> [EXERCISE OBJECTIVE]:
Faithfully return all lines, omitting every embedded picture.

> [Photo-based point labeling data]:
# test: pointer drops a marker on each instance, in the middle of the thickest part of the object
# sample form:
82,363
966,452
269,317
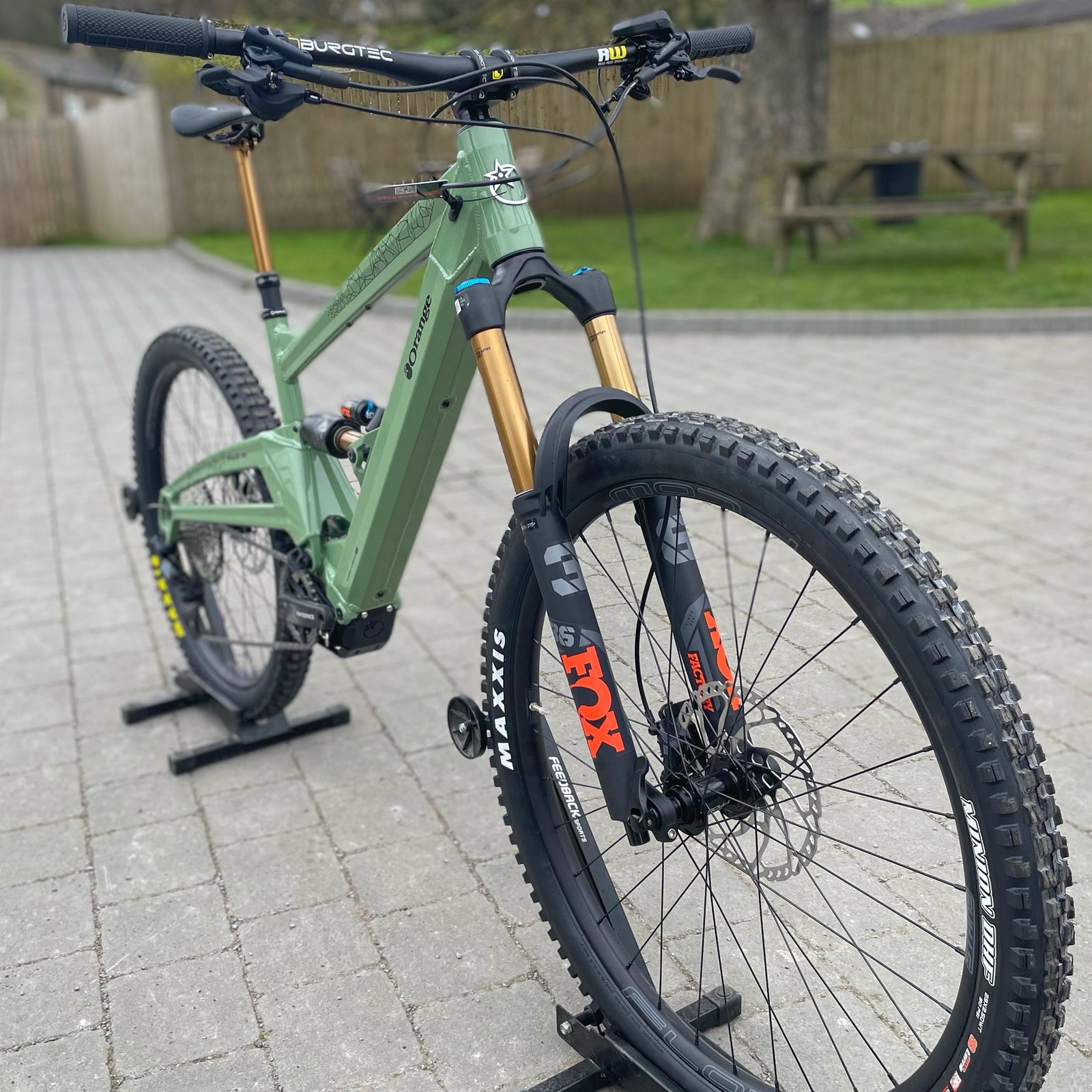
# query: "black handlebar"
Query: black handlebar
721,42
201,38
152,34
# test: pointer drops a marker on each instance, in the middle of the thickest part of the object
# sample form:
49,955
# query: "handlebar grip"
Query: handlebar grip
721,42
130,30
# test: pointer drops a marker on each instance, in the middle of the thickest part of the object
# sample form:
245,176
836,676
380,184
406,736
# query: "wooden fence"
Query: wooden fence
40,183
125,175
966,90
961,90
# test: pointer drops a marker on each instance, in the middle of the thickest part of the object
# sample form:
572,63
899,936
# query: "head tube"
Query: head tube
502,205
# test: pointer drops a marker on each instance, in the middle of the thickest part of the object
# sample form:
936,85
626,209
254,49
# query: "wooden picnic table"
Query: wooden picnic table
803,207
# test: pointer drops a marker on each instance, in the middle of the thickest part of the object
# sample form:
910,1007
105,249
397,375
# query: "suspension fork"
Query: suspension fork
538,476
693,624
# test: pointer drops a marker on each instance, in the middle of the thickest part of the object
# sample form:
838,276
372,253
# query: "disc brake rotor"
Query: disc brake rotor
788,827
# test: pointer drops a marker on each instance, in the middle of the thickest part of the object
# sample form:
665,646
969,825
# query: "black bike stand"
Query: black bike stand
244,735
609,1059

> [WRITTEN REPLY]:
# test: pointer drops a marker on each instance, in the middle of the thickest part of the object
# sample form:
82,363
966,452
269,317
# query: "black handlebar"
Query: black handlebar
721,42
201,38
152,34
# test: pointer drops a marker on each instance, in the middle of the thickest part of the object
# sample form:
49,955
# query: "handlebar grip"
Query: handlebar grip
721,42
130,30
# test: pointer drops a marker on each instance, in the middle of the thickest part of the object
# sample form:
245,176
836,676
380,184
406,736
# query: "wooden fence"
Query: wooden fence
40,183
125,175
966,90
961,90
# test: pointer drops a marker on each instance, in the middle of the thickest part of the object
# sample form:
572,63
899,936
# query: "head tube"
Query: head tube
502,205
# test: pointer drops a marker on each instance, in the middle of the thickest part of the object
# sample form:
936,85
626,209
254,49
# query: "wooden picnic table"
Query: wooden picnic table
803,207
# test: pointer drops a marker on each instance, in the middle of the thickest part of the object
# sample form:
910,1007
105,249
397,375
# query: "suspension fork"
Query: suspension fork
538,476
693,624
# test: pointer drops a marker on each instance, in the middle of the thickest part of the object
# sample form:
838,276
372,253
# query: "disc brake rotor"
Query: disc brake rotor
788,827
# test: pointer drops a marker on each instance, in the middle of the thickest part of the object
# sample form:
665,646
969,825
# query: "black bike stand"
Query: black bike stand
244,735
609,1059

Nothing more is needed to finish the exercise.